▶ **PROBLEM DETAILS**:
Continue the Europe/Americas news update below, starting after its last paragraph.

Europe/Americas update: October 26 2018



Greek Cypriot leader Nicos Anastasiades and Turkish Cypriot leader Mustafa Akıncı met on Friday for the first time in six months and agreed to open two additional border crossings between the two halves of the country. The goodwill gesture is meant to build momentum toward possibly giving peace talks another crack.


Donald Trump has apparently invited Vladimir Putin to Washington for another chat sesh. John Bolton conveyed the invitation to Moscow earlier this week, but it’s unknown if Putin accepted.


Here’s a heartwarming story: Kievan police are reportedly conducting raids to purge the city’s Southern Railway Station of Roma, and to increase their effectiveness they’re working side by side with Ukraine’s C-14 Movement, who just so happen to be neo-Nazis. Lovely to see people working together like that.

▶ **INFORMATION SHOWN**:
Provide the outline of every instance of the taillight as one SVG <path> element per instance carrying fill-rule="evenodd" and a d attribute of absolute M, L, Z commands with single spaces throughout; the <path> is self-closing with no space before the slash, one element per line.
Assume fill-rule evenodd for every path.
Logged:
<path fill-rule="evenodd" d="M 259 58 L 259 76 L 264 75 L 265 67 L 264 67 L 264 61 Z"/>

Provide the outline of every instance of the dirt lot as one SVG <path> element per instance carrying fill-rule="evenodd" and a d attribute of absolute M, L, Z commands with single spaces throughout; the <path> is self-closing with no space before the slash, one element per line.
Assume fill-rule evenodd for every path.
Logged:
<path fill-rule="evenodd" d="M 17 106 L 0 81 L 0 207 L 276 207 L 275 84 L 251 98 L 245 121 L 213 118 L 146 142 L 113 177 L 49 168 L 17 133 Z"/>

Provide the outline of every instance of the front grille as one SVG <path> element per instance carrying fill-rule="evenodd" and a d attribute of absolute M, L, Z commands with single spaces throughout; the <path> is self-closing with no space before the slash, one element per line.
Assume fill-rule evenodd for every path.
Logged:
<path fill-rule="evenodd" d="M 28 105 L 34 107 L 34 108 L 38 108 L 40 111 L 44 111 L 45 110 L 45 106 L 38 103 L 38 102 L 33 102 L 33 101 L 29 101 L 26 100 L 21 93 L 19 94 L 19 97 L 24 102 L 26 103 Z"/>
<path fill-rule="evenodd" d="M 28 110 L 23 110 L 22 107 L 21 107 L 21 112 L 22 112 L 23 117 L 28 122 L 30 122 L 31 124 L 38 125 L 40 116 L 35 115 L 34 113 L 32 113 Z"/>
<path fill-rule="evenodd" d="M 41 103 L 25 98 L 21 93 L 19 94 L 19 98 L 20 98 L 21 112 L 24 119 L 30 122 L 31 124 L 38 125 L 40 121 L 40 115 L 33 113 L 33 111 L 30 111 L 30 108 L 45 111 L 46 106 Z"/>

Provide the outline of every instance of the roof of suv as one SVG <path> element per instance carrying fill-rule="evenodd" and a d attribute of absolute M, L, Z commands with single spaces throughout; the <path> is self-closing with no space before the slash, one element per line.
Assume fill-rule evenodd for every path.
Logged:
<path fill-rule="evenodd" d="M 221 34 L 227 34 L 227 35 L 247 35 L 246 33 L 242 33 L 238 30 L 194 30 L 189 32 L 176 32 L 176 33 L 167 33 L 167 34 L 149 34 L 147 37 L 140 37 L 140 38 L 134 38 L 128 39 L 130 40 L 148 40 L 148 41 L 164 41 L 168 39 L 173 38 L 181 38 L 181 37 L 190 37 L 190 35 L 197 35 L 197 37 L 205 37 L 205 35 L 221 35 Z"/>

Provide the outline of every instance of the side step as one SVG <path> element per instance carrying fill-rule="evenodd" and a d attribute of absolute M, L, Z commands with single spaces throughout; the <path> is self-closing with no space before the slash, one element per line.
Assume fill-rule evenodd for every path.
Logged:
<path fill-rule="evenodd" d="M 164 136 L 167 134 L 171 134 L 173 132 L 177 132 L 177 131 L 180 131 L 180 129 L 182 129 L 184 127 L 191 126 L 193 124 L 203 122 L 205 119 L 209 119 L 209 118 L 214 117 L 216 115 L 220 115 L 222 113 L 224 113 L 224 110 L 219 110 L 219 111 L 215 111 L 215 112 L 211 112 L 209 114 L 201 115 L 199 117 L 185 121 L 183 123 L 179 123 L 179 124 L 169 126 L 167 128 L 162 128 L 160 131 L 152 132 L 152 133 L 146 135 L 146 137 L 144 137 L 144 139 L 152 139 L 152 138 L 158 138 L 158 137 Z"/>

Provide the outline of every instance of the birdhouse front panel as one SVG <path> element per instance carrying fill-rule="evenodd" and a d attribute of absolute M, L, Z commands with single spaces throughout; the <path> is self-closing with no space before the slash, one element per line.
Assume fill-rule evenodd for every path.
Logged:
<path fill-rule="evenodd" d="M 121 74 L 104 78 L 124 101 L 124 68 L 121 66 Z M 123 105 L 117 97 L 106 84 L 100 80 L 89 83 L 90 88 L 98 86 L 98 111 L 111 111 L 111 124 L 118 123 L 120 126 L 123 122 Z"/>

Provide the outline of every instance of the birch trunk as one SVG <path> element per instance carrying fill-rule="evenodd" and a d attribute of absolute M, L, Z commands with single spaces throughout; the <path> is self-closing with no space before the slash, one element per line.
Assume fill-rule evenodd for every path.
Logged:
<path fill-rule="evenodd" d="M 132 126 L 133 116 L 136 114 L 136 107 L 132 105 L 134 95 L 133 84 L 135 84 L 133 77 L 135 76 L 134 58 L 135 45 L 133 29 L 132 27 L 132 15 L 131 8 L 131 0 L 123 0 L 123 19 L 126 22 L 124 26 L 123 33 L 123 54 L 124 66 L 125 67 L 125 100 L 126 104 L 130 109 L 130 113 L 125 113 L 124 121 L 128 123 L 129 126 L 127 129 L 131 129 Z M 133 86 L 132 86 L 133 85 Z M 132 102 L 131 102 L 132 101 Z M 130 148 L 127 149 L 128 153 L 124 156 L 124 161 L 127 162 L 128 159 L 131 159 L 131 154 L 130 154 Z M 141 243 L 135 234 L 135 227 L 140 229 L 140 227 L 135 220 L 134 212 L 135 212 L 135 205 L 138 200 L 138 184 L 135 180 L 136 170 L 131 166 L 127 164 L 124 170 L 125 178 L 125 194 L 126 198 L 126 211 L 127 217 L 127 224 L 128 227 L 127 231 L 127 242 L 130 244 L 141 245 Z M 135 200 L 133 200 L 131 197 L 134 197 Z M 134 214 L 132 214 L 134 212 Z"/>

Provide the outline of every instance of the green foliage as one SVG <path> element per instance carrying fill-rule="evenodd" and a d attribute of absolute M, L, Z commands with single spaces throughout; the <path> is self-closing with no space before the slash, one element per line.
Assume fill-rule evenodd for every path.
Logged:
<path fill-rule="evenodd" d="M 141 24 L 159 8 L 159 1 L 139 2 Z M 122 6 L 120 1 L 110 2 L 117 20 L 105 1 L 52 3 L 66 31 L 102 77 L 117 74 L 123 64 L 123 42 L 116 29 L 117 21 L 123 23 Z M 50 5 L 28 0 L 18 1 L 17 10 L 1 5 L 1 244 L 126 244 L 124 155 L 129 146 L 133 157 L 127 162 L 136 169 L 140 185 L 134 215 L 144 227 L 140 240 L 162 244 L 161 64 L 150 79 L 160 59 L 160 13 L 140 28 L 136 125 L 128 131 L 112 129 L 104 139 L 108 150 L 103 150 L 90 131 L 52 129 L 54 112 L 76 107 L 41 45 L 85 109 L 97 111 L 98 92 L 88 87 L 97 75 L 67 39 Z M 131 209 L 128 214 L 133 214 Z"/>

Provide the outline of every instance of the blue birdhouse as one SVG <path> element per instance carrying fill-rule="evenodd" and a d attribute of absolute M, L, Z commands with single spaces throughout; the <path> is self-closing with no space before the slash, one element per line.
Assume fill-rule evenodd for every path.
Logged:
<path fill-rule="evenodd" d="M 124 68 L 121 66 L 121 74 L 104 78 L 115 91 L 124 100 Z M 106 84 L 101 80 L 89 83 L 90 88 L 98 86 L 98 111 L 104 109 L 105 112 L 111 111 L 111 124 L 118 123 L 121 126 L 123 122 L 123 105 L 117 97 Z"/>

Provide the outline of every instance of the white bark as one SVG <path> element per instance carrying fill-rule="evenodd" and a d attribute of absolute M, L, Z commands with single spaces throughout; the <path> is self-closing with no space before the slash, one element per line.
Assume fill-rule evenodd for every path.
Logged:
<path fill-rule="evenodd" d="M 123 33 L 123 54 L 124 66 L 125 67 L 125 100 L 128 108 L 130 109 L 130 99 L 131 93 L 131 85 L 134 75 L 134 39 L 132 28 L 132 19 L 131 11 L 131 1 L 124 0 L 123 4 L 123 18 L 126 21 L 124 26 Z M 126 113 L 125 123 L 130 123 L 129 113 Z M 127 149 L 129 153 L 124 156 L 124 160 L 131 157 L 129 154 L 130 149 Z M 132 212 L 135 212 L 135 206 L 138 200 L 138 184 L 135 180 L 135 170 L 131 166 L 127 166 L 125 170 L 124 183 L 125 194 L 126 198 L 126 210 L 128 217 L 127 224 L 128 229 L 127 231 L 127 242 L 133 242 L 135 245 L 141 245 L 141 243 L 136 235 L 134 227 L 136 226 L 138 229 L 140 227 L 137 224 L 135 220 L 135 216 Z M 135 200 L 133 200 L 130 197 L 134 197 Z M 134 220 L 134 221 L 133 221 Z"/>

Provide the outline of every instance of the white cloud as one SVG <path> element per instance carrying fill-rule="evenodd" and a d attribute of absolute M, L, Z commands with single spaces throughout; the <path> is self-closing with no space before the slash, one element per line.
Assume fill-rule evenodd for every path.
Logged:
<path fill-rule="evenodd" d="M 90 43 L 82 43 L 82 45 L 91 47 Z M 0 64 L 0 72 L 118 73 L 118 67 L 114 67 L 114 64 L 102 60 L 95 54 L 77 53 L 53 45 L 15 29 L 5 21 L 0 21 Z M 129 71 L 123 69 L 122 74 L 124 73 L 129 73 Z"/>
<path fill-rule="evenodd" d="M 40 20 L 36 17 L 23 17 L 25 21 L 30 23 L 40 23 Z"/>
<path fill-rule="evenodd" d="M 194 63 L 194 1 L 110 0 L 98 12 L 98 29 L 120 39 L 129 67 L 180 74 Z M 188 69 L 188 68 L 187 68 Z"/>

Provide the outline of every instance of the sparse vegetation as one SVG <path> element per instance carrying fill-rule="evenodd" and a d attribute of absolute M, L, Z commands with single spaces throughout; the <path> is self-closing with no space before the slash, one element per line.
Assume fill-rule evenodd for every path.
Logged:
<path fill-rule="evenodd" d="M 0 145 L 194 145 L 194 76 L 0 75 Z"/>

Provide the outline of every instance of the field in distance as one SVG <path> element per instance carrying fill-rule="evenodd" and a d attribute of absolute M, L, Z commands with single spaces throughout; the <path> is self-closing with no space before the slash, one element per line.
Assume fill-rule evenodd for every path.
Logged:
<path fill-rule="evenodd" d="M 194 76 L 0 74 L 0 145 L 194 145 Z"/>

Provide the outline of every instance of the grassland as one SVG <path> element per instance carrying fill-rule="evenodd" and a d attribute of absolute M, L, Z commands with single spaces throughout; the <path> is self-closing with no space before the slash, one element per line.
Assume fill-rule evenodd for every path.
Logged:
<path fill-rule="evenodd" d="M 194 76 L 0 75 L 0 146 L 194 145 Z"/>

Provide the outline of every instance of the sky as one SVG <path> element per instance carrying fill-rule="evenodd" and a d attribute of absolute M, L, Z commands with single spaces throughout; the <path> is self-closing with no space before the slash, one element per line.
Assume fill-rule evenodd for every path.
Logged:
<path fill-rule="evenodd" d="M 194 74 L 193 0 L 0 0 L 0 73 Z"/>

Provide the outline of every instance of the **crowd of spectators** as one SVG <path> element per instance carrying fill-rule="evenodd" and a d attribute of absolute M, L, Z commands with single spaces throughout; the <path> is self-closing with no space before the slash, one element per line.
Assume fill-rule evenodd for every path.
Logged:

▶ **SOLVED PROBLEM**:
The German military is conducting naval exercises in the Baltic Sea in an effort to improve coordination between NATO and European Union naval forces. In case, I guess, of World War III. Germany is trying to take on a larger military role on the continent, both in response to Donald Trump’s insults and because European governments at this point have no reason to trust that the US will fulfill its NATO requirements if push comes to shove. Which, you know, I’m all for rethinking the NATO alliance, but there’s not exactly a lot of positive historical precedent for Germany assuming a bigger military role in Europe. I’m just saying.


While the Rome-Brussels dispute over Italy’s 2019 budget may not seem like that big a deal, looming beneath the surface are some serious potential implications for the EU’s future:

This clash between an elected government that ran on increasing public spending and the technocrats of Brussels encapsulates the dilemma at the heart of the European Union — its democratic deficit as it tries to manage a currency shared by differing sovereign states without a common budget or finance minister.

But looming behind the current clash over the budget lies a much deeper fear in the European Union: that it will give more fuel to a populist, euroskeptic wave across the Continent before elections for a new European Parliament in May.

So far, European populism has played out on national stages. But a major showing by populists in the European elections would sharply change the balance of power in the European Parliament, affecting the makeup of the European Commission — the executive branch of the bloc — and potentially rendering European Union institutions even more ineffective.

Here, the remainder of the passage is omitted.